(Items from a dataset)
+++

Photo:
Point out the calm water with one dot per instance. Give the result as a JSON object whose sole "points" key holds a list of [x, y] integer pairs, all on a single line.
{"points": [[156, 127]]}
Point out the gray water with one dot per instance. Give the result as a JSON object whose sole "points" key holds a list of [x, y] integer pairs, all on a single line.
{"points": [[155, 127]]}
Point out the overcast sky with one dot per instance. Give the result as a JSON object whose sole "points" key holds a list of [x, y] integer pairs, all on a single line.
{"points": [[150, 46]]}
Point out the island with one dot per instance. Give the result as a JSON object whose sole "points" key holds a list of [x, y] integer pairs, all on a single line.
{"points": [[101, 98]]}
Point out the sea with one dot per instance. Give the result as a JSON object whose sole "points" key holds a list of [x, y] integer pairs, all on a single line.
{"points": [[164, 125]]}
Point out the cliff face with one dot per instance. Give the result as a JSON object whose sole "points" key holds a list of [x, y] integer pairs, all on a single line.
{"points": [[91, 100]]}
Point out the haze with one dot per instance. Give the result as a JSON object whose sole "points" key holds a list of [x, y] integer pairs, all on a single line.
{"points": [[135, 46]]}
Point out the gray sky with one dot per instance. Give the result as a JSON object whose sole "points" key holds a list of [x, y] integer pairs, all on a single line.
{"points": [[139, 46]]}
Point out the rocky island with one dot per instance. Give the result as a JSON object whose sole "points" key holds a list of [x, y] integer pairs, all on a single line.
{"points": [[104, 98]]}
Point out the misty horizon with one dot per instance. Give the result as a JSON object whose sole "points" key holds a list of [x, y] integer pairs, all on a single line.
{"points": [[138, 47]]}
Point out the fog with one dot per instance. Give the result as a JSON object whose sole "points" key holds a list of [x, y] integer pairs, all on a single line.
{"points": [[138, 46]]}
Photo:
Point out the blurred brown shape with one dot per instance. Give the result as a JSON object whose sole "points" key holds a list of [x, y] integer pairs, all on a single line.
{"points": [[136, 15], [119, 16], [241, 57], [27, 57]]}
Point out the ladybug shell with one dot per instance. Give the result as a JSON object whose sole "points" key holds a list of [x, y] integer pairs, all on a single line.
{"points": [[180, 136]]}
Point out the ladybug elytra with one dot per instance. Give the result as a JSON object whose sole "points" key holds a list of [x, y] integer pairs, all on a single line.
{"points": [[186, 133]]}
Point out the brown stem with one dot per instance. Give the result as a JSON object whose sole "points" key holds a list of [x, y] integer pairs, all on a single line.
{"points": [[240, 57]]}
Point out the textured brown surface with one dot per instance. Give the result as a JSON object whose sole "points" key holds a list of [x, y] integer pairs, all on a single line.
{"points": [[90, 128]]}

+++

__Your objective__
Beginning with the first line above, transcribe all of the data exactly.

__Exercise solution__
Photo:
Point out the calm water with one dot per instance. Give the result as a JSON object whose sole "points" key holds a list of [x, y] integer pairs, all on a single line.
{"points": [[156, 127]]}
Point out the gray water with one dot per instance. Give the result as a JSON object whose sole "points" key holds a list of [x, y] integer pairs, all on a single line.
{"points": [[155, 127]]}
Point out the overcast sky with one dot per instance. Give the result as a JSON object whose sole "points" key holds a list of [x, y] integer pairs, all on a single line.
{"points": [[150, 46]]}
Point out the island with one dot per instance. Give the result as a JSON object whose sole "points" key holds a list of [x, y] integer pairs, all on a single line.
{"points": [[101, 98]]}
Point out the sea with one dot per instance. Give the result as a JSON object whose sole "points" key holds a list of [x, y] integer pairs, all on a single line.
{"points": [[164, 125]]}
Point out the cliff face with one dot per instance. Give the result as a JSON object whose sole "points" key holds a list of [x, y] integer pairs, all on a single line.
{"points": [[91, 100]]}
Point out the haze with one dot per instance. Give the result as a JSON object whose sole "points" key holds a list of [x, y] integer pairs, all on a single line.
{"points": [[135, 46]]}
Point out the gray sky with one dot per instance. Give the result as a JSON object whose sole "points" key holds a list of [x, y] integer pairs, all on a single line.
{"points": [[139, 46]]}
Point out the rocky island with one dot per instance. Give the result as a JSON object whose sole "points" key holds a list of [x, y] integer pairs, all on a single line.
{"points": [[104, 98]]}
Point out the misty horizon with one dot per instance. Give the result as a JSON object whose sole "points" key holds a list of [x, y] integer pairs, all on a single line.
{"points": [[138, 47]]}
Point out the fog with one dot per instance. Give the result as a JSON object whose sole "points" key holds a list of [x, y] integer pairs, all on a single line.
{"points": [[138, 46]]}
Photo:
Point out the blurred brown shape with one dot per instance. Give the result as a JSON object whose sole "points" key holds a list of [x, y] integer pairs, all on a single line.
{"points": [[136, 15], [119, 16], [241, 57], [27, 57]]}
Point out the ladybug shell with one dot per instance. Give the result as a JSON object whose sole "points" key holds a list of [x, y] integer pairs, all on a single line.
{"points": [[180, 136]]}
Point out the ladybug elytra with one dot per instance. Give the result as a JSON object whose sole "points" key holds a list of [x, y] integer pairs, all on a single line.
{"points": [[186, 133]]}
Point out the brown stem with one dot per instance. Give the result as a JSON object whose sole "points" key holds a list of [x, y] integer pairs, all on a single line.
{"points": [[240, 57]]}
Point out the textured brown surface with one dot per instance. Give the result as a JSON object whose sole "points" key holds a list of [x, y] integer pairs, all on a single line.
{"points": [[90, 128]]}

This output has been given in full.